I still haven’t lost my pregnancy weight.
And my son Andrew turns thirty in a few weeks.
That kid was murder, I tell you. When he was little he was so in-love with me. So enamored, in fact, that he used to ask, “Mom, why DO I hate dad so much?”
And good mother that I am, I’d say, “Don’t worry about it Ange, I don’t like him much either.” I mean, why not save the kid on his future therapy bill.
But then he turned on me.
When he was ten and did the normal thing that kids do—start pulling away—never thinking in a million years that MY sweet child would ever do such a thing, I’d ask for my usual kiss hello, and traitor that he was becoming, he’d say, “No mom, you’ve been getting the wipps all week.”
So here I am, sixty years old, and my son is still asserting his independence.

Point-per-instance localization data:

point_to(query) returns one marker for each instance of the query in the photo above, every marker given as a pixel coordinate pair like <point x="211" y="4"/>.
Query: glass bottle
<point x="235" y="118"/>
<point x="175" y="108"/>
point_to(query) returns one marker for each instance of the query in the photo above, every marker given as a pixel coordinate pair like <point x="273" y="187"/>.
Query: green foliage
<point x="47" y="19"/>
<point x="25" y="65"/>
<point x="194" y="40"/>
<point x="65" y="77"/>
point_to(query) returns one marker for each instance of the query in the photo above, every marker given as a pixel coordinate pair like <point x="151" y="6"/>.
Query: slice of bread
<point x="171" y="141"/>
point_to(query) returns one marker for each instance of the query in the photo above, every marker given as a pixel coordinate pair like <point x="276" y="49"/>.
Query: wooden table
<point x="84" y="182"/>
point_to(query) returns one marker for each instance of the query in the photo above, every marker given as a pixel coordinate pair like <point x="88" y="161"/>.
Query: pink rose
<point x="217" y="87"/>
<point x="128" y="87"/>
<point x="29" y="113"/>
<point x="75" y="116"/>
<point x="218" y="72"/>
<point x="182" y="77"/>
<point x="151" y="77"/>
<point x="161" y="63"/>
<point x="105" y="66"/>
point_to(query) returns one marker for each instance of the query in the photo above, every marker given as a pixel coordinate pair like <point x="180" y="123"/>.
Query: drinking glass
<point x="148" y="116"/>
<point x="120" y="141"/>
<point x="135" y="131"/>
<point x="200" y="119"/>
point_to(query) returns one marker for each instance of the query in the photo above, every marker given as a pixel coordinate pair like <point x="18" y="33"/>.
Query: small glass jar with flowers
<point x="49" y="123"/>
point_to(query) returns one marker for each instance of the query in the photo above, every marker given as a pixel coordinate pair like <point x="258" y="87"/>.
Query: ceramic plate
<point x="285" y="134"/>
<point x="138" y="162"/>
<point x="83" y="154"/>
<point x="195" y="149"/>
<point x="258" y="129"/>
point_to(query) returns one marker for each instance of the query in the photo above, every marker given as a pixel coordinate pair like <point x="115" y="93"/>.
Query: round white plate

List of tasks
A. Decide whether each statement agrees with the piece about Andrew. Answer yes or no for each and quote the words from the piece that settle it: (i) The narrator is sixty years old. (ii) Andrew is about to turn forty. (iii) Andrew began pulling away at age ten.
B. According to the piece about Andrew, why did the narrator tell the young Andrew that she didn't like his dad much either?
C. List every age given in the piece about Andrew, and say whose age each one is.
Use only the piece about Andrew to complete the tasks.

Solutions per task
A.
(i) Yes: "So here I am, sixty years old"
(ii) No: "my son Andrew turns thirty in a few weeks"
(iii) Yes: "When he was ten and did the normal thing that kids do—start pulling away"

B. The narrator reasoned that agreeing with him would save him money on therapy later in life.

C.
- Thirty: the age Andrew turns in a few weeks
- Ten: Andrew's age when he started pulling away
- Sixty: the narrator's present age